§ WHAT TO DO
Please extract a passage from the text on HLAA's NIH appointment word for word, beginning at the words "HLAA has a seat" and stopping after "patience and passion.".

(TEXT UNDER STUDY Opens)

HLAA has a seat at many tables, and now that includes the prestigious National Institutes of Health (NIH) Council of Councils. Executive Director Barbara Kelley takes a look at what her exciting new appointment means, and how this behind-the-scenes work at HLAA is where we are breaking down barriers and bringing hearing health into the mainstream.HLAA represents all people with hearing loss in the United States. Much of the influence we have is behind the scenes. Some of our work is likened to running a marathon rather than an explosive short sprint with a well-marked finish line. Making transformational change is indeed a marathon requiring sustained energy, patience and passion.
My new appointment to NIH’s Council of Councils signals something important for people with hearing loss. It means at the world’s foremost medical research center, hearing loss and hearing health has a seat at the table. Since this is an eight-year appointment, there’s plenty of time to contribute and gauge how hearing loss is considered.
In addition, one of the 27 NIH institutes is the National Institute on Deafness and Other Communication Disorders, established in 1989 with the work of advocates, including HLAA, who pushed for this new institute. I just completed a three-year term on the NIDCD advisory council, where I established meaningful relationships and learned about ongoing research in the field of hearing loss. There’s so much hope on the horizon.

(TEXT UNDER STUDY Closes)
(DATASET EXTRACT Opens)

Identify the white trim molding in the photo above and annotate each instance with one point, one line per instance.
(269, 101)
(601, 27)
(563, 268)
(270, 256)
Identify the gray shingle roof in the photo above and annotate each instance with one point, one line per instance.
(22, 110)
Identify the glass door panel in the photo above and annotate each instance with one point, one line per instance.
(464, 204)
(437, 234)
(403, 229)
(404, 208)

(DATASET EXTRACT Closes)
(DATASET EXTRACT Opens)

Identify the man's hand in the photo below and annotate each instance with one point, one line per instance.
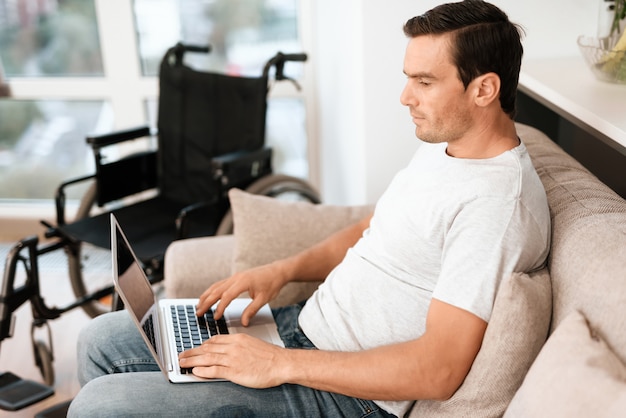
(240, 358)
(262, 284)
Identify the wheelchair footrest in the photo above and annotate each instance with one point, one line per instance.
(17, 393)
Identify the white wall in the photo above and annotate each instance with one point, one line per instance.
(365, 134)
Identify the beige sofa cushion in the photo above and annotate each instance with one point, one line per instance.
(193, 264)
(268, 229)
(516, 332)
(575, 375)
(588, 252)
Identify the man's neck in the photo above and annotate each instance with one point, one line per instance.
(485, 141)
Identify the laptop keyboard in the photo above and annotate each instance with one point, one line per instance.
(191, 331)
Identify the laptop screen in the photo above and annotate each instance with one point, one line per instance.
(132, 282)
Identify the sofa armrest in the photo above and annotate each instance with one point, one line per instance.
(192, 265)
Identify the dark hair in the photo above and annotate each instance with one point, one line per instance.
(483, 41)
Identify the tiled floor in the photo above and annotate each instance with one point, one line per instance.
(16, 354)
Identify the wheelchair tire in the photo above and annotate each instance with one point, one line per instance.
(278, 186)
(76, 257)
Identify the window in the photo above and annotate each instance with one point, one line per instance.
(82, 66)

(DATASET EXTRACT Closes)
(DATASET EXTRACT Opens)

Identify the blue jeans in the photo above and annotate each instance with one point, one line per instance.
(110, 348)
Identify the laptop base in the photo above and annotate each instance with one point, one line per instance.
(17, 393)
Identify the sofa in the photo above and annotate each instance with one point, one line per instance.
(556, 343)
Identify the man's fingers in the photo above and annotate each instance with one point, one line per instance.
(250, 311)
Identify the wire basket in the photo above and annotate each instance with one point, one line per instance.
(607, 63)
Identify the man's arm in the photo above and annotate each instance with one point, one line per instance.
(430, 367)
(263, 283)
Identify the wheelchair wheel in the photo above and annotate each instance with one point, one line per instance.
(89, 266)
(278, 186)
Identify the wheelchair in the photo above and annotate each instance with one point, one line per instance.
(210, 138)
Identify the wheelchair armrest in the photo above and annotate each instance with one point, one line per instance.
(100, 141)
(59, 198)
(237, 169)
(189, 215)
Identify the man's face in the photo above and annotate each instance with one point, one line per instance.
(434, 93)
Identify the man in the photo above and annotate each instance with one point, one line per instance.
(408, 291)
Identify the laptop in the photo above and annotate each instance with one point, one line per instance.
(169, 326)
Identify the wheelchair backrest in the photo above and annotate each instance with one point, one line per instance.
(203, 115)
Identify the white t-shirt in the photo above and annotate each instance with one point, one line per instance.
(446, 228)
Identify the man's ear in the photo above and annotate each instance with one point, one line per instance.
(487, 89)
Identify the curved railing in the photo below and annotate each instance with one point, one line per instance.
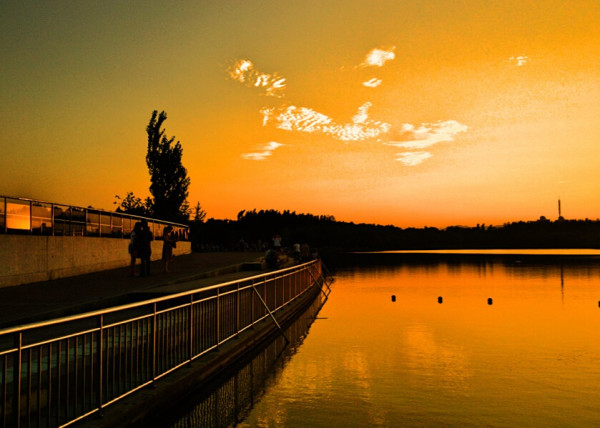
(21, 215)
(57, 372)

(DATASET EXTRACT Closes)

§ REPLY
HLAA has a seat at many tables, and now that includes the prestigious National Institutes of Health (NIH) Council of Councils. Executive Director Barbara Kelley takes a look at what her exciting new appointment means, and how this behind-the-scenes work at HLAA is where we are breaking down barriers and bringing hearing health into the mainstream.HLAA represents all people with hearing loss in the United States. Much of the influence we have is behind the scenes. Some of our work is likened to running a marathon rather than an explosive short sprint with a well-marked finish line. Making transformational change is indeed a marathon requiring sustained energy, patience and passion.